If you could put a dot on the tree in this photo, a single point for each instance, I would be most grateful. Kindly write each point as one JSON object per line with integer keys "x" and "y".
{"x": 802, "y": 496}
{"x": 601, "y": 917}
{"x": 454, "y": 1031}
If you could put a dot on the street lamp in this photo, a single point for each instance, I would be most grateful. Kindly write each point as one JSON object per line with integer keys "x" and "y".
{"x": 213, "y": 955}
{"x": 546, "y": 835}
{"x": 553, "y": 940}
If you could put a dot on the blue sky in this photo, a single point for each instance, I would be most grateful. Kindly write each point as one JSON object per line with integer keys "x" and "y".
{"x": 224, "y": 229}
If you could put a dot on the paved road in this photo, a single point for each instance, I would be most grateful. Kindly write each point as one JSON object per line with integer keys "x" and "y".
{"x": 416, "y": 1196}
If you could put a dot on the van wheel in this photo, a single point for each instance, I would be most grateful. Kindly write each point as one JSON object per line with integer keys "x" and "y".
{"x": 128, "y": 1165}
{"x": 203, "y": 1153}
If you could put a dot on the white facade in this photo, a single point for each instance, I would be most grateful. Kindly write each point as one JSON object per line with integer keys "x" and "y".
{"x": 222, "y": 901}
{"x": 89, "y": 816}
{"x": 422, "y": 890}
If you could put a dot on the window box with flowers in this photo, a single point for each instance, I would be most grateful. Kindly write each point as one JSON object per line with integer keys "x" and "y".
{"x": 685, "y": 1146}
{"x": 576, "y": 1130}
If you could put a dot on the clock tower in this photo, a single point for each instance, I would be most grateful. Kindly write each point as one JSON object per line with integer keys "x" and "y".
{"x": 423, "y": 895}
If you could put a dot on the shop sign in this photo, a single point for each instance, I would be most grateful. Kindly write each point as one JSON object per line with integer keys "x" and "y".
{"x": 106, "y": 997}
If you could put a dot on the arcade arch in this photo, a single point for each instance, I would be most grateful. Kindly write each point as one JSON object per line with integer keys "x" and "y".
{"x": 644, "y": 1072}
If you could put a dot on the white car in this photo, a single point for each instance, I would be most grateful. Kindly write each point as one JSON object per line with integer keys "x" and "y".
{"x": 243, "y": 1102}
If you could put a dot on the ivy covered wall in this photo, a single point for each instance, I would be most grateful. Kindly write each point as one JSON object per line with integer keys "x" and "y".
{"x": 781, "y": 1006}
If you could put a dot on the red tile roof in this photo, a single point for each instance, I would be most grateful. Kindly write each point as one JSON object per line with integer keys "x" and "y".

→ **EXERCISE DETAILS**: Reproduce every record above exactly as it is written.

→ **TASK RESULT**:
If you could put a dot on the tree in this photo, a single point for each instance, I would be most grateful. Kindly write each point as one JSON object per line with integer keys "x" and "y".
{"x": 802, "y": 496}
{"x": 601, "y": 917}
{"x": 454, "y": 1031}
If you could put a dot on the street lamp in this photo, a single point for each instance, I would be most grateful. Kindly write each point as one JSON object per line with integer keys "x" and "y".
{"x": 213, "y": 955}
{"x": 546, "y": 835}
{"x": 553, "y": 940}
If you could put a dot on the blue sky in this photo, a single point for each instance, I would be most grateful. Kindly write each point as one JSON object per line with integer keys "x" and "y".
{"x": 224, "y": 229}
If you could put a dot on the paved road in this photo, a single point for each instance, I would be most grateful. Kindly write each point as one JSON object per line with integer keys "x" and "y".
{"x": 416, "y": 1196}
If you could put a dot on the van wheel in this photo, a single point for each instance, I would be most grateful. Kindly write each point as one JSON object per line with integer keys "x" and "y".
{"x": 128, "y": 1165}
{"x": 203, "y": 1153}
If you could put a dot on the white facade in this photo, a single point for each instance, I would be most grateful. Kindly write each point as one JSON object per line with integer keys "x" and "y".
{"x": 222, "y": 901}
{"x": 89, "y": 816}
{"x": 422, "y": 890}
If you could put a dot on the window box with flowers in this photo, a single point for each instance, I would be most grateful. Kindly write each point as one JSON object per line with integer keys "x" and "y".
{"x": 685, "y": 1146}
{"x": 576, "y": 1130}
If you could put a dot on the clock tower in this photo, a single point for each instance, I would be most grateful. Kindly write each point as one JSON object per line with integer keys "x" and "y".
{"x": 423, "y": 895}
If you could put a dot on the shop sign in this photo, a single point for each instance, I would be most grateful. Kindly write each point as one JSON object per line with integer keys "x" and "y".
{"x": 106, "y": 997}
If you could put a dot on the arcade arch in this photo, a single point for each instance, I would be most grateful. Kindly write each point as one JSON object per line with integer keys "x" and "y".
{"x": 644, "y": 1072}
If you could put a dot on the white car in this photo, a single point for each instance, I would be most grateful. Kindly write each point as one JSON object per line with integer keys "x" and "y".
{"x": 243, "y": 1102}
If you could put a dot on the ivy covered wall in this photo, a single point for each instance, I would be most grateful. Kindly write each point as one JSON object per line with integer keys "x" and "y".
{"x": 781, "y": 1006}
If you could put a dot on the red tile roof in this photo, a single point for each instance, I would be most grateful. Kindly write each point as one JSON object per line with integer keys "x" and "y".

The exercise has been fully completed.